What you will do:
Every line in the listing is to be echoed verbatim.

Data supplied:
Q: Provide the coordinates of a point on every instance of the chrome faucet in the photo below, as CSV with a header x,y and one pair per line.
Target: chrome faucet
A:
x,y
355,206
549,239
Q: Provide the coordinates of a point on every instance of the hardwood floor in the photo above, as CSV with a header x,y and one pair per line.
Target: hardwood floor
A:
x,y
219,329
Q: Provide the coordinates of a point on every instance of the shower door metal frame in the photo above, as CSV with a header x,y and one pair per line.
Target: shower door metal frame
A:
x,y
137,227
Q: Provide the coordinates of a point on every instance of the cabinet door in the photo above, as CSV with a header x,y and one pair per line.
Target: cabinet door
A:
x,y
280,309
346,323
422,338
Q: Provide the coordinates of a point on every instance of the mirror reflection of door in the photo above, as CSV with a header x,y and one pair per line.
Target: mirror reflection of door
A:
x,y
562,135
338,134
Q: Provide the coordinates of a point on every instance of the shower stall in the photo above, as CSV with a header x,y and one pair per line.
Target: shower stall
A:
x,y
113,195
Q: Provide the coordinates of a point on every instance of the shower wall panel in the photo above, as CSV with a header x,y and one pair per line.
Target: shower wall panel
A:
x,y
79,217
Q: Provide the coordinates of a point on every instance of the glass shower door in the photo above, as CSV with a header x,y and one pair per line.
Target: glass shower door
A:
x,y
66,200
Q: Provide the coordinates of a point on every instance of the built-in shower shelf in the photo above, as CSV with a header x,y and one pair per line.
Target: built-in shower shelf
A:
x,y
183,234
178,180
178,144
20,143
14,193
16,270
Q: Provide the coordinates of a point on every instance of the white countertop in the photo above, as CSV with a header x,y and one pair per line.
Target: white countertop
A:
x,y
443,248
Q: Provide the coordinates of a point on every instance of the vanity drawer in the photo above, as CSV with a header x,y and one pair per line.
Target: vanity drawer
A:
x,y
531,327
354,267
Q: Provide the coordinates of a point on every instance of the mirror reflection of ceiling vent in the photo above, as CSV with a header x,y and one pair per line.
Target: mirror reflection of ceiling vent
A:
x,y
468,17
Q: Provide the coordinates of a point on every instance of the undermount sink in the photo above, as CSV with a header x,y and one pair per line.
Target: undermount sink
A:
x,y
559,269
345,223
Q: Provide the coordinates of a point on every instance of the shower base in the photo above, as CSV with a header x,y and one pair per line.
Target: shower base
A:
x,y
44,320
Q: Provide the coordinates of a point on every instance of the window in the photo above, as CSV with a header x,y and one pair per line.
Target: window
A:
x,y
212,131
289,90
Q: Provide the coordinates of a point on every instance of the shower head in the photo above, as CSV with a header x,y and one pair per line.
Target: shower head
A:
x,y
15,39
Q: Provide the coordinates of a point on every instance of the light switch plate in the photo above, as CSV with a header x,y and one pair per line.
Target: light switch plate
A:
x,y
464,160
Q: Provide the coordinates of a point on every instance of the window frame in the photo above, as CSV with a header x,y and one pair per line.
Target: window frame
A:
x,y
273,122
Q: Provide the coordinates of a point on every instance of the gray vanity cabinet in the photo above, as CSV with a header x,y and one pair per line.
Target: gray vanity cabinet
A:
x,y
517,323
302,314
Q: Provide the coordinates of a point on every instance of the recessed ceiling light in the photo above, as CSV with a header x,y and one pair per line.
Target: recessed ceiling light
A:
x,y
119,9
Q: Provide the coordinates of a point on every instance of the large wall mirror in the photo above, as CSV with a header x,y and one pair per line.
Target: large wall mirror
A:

Answer to the task:
Q: Provide the coordinates of a point on every instance of the chrome faucet in the photo below, as CSV with a header x,y and one pair per line.
Target: chrome faucet
A:
x,y
355,206
549,239
Q: Provide the coordinates of a point on every instance of the hardwood floor in the photo above, as CSV with a header x,y and one pair per line.
Target: hardwood floor
A:
x,y
219,329
Q: Provide the coordinates of a point on every instance of the shower door metal frame in the photo above, as CSV with a header x,y and one pair per line.
Target: shower door metal frame
A:
x,y
137,227
Q: Provide the coordinates of a point on every instance of the cabinet door in the photo above, as CSV with a header x,y and one pair per line.
Target: cabinet door
A:
x,y
280,309
346,323
422,338
Q: Provide the coordinates of a point on every instance of the mirror reflection of door in the photo above, as CSV with a header x,y and one pair per line.
Target: mirror reflection of door
A:
x,y
562,135
338,134
Q: Provide the coordinates of a point on every instance of the shower stall in the photo above, as CSV with a header x,y and one pair per line.
Target: shower stall
A:
x,y
113,195
Q: Provide the coordinates of a point on every instance of the shower wall panel in the photo above, as CSV with a header x,y and one pair per line.
Target: shower wall panel
A:
x,y
79,217
Q: Provide the coordinates of a point on every instance of the glass shower door in the photo above, as CSV with a header x,y and one pair per line.
Target: glass shower door
A:
x,y
66,200
Q: Provide the coordinates of a point on every instance of the built-in shower shelf in the photo above, as CSV with a header x,y and one pair per line.
Target: built-in shower shelf
A:
x,y
183,234
178,180
178,144
20,143
14,193
16,270
Q: Provide the coordinates of a point on every instance of the white countertop in the photo above, as CSV with a header x,y and one pair per line.
Target: white countertop
A:
x,y
443,248
Q: Provide the coordinates of a point on every instance of the vanity drawer in the photo above, as CSV with a header x,y and one pair per line.
Target: vanity drawer
A:
x,y
531,327
354,267
Q: Provide the coordinates of a point on every instance of the mirror reflection of ceiling vent in the photo above, as CSV with a header x,y and one pair per line.
Target: mirror reflection of ceiling vent
A:
x,y
468,17
Q: Provide the coordinates of a point on every instance of the undermount sink in the photo above, as CSV with a header x,y and one pair per line.
Target: undermount sink
A:
x,y
559,269
345,223
Q: Provide the coordinates of a point on every instance of the shower base in the photo above, as CSV with a header x,y and one pair per line.
Target: shower base
A:
x,y
44,320
Q: Provide the coordinates of a point on every instance of the window in the photo above, as CSV with a header x,y and one pair per line.
Target: window
A:
x,y
212,131
289,90
Q: Provide the coordinates of a point on every instance of the shower head in the photo above, as CSV with a header x,y and one pair per line.
Target: shower head
A:
x,y
15,39
Q: Provide the coordinates of a point on every instance of the light switch plate in the photo above, as CSV with a header x,y and one pair per line.
Target: light switch plate
A:
x,y
464,160
Q: Provide the coordinates of a point on every instance of the window frame in the photo above, as CSV with a header x,y and one pair per line.
Target: window frame
A:
x,y
273,122
Q: Provide the coordinates of a point on every instance of the gray vanity cabinet in the photo above, as CSV with a header x,y and one pair per line.
Target: gray vanity cabinet
A:
x,y
517,323
302,314
Q: Provide the coordinates of a point on every instance of the recessed ceiling light in the photo above, as CSV with a header x,y and one pair per line.
Target: recessed ceiling light
A:
x,y
119,9
Q: Provide the coordinates of a point on every instance of the large wall mirror in the photo above, as CSV with a header x,y and one pair per line.
Target: large wall mirror
A:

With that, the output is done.